**Task details**
Please pull out every line of the records below that contains the word "butterfly" and copy each one unchanged.

**Source material**
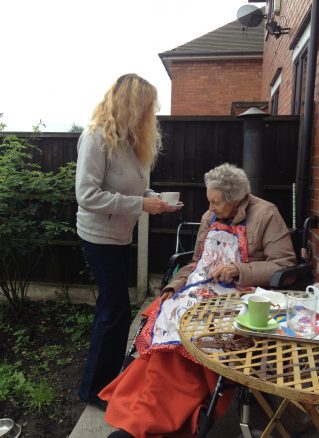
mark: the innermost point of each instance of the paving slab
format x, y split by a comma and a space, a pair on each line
---
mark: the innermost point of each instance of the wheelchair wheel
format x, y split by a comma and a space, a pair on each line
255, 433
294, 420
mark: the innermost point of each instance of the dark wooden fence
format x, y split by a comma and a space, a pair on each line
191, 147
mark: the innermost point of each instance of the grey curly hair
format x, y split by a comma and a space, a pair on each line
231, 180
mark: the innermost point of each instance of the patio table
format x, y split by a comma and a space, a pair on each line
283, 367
--
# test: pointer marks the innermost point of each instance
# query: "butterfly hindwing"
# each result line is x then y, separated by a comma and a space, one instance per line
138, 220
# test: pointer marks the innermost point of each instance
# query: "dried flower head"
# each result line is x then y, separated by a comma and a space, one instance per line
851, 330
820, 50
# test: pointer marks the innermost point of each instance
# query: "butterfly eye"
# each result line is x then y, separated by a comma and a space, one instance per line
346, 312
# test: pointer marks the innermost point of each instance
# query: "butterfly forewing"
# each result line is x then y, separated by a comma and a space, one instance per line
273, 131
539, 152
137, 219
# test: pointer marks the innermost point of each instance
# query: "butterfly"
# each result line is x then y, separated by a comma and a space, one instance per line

**Output**
# query: "butterfly hindwing"
# query: "butterfly eye"
# query: "butterfly forewing"
# query: "butterfly"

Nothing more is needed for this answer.